**Excerto**

E esse novo modo de encarar o processo é a cultura de doação, um movimento mais horizontal, no qual as pessoas entendem que doar faz sentido para elas como cidadãs. “Doar comida, por exemplo, não é uma ajuda. É um cuidado necessário agora, e existem pessoas que entendem que podem contribuir para eliminar essa necessidade de outras”, explica Joana, estabelecendo uma diferença entre os dois tipos de atitude.

Brasil melhora no ranking de doação e pode ir mais longe

O Brasil, aliás, vem melhorando nesse aspecto. O País foi o 54º mais solidário em 2020, subindo 14 posições em relação aos dados de 2018 e 20 posições em relação a sua posição média nos últimos 10 anos. Os dados são do World Giving Index, uma iniciativa da organização britânica Charities Aid Foundation (CAF), representada no Brasil pelo Instituto para o Desenvolvimento do Investimento Social (IDIS).

Com a pandemia, a pesquisa que o World Giving Index realiza alcançou o recorde de pessoas que relataram ter ajudado um desconhecido em 2020: mais da metade (55%) dos adultos do mundo. O Brasil também atingiu seu recorde neste indicador, com 63% de brasileiros ajudando um estranho. E mais: 26% dos brasileiros doaram para uma organização, o melhor número nos últimos cinco anos.

Os pontos destacados na edição 2021 mostram os impactos da pandemia em países ocidentais que sempre lideraram o ranking, como Estados Unidos, Reino Unido, Canadá e Irlanda, além de outros locais que aparecem pela primeira vez no top 10 do ranking de generosidade, como Quênia, Nigéria, Gana e Uganda. O país mais generoso foi a Indonésia.

Editora MOL criou um modelo de doação

Rodrigo Pipponzi, neto do fundador da Droga Raia – hoje o grupo Raia Drogasil – é outro entusiasta do tema. Cofundador da editora de impacto social MOL, ele defende mais atuação da classe privilegiada para gerar um país mais solidário. Pipponzi, que cresceu em um ambiente privilegiado, com acesso a uma vida que a maioria dos brasileiros não têm, decidiu empreender na busca por diminuir a diferença entre os brasileiros. Hoje, ele é praticamente um ativista da cultura de doação e acredita que essa é a melhor forma de ajudar o Brasil a melhorar.

**Dados disponíveis**
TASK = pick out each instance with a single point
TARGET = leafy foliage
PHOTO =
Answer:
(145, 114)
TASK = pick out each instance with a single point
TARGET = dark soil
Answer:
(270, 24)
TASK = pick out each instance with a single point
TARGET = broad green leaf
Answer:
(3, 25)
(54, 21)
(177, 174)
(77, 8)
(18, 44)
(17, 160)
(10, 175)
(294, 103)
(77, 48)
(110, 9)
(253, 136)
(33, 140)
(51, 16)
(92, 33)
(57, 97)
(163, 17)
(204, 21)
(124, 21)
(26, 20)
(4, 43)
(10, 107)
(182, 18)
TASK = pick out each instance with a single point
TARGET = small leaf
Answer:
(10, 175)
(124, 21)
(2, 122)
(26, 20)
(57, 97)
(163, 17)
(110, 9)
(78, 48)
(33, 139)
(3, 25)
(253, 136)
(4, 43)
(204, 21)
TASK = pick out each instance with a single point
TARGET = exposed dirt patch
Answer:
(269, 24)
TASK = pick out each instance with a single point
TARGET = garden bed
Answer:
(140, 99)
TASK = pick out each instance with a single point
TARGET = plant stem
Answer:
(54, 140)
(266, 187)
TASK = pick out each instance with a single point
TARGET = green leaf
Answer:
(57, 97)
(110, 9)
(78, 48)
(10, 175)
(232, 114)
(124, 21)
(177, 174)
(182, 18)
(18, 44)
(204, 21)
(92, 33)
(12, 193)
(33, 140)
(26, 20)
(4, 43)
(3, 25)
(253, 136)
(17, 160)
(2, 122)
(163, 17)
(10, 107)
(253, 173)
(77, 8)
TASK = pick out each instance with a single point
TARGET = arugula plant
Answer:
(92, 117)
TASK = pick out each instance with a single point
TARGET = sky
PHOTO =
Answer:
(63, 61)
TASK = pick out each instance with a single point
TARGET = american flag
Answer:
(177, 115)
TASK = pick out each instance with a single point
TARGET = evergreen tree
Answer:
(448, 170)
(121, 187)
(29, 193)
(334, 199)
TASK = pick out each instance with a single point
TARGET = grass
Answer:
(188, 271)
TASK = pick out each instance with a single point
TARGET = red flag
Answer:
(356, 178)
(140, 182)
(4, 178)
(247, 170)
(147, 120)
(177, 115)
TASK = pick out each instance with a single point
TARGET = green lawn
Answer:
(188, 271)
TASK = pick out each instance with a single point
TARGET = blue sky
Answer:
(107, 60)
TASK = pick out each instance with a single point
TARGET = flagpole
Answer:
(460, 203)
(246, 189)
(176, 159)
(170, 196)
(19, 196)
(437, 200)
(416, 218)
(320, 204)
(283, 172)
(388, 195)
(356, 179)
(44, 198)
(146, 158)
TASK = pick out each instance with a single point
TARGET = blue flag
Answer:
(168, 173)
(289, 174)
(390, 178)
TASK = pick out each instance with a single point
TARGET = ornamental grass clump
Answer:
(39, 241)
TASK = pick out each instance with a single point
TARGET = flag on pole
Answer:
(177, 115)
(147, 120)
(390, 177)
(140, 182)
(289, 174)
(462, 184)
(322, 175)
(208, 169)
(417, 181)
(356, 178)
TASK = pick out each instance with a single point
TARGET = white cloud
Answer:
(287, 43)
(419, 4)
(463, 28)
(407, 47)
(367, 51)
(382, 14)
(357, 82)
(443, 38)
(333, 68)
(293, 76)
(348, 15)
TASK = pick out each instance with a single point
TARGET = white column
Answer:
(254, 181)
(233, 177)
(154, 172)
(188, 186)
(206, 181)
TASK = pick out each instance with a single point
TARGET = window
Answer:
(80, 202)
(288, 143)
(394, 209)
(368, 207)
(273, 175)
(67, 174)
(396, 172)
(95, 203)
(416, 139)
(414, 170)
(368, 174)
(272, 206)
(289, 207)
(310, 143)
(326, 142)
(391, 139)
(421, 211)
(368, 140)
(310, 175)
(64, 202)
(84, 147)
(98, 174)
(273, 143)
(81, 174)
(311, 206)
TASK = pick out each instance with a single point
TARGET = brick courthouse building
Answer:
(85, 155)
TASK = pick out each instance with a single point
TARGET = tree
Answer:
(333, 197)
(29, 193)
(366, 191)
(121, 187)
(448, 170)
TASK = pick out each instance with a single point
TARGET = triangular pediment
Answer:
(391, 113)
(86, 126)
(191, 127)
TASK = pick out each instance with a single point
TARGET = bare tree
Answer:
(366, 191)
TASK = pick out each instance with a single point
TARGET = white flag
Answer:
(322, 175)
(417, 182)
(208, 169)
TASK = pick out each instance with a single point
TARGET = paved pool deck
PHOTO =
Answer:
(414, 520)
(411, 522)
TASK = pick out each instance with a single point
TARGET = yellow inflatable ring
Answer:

**Atividade**
Reproduza a passagem do excerto sobre a cultura de doação que vai de "E esse novo" até "Investimento Social (IDIS).", substituindo a designação "World Giving Index" por "Índice Mundial de Generosidade".

**Solução**
E esse novo modo de encarar o processo é a cultura de doação, um movimento mais horizontal, no qual as pessoas entendem que doar faz sentido para elas como cidadãs. “Doar comida, por exemplo, não é uma ajuda. É um cuidado necessário agora, e existem pessoas que entendem que podem contribuir para eliminar essa necessidade de outras”, explica Joana, estabelecendo uma diferença entre os dois tipos de atitude.

Brasil melhora no ranking de doação e pode ir mais longe

O Brasil, aliás, vem melhorando nesse aspecto. O País foi o 54º mais solidário em 2020, subindo 14 posições em relação aos dados de 2018 e 20 posições em relação a sua posição média nos últimos 10 anos. Os dados são do Índice Mundial de Generosidade, uma iniciativa da organização britânica Charities Aid Foundation (CAF), representada no Brasil pelo Instituto para o Desenvolvimento do Investimento Social (IDIS).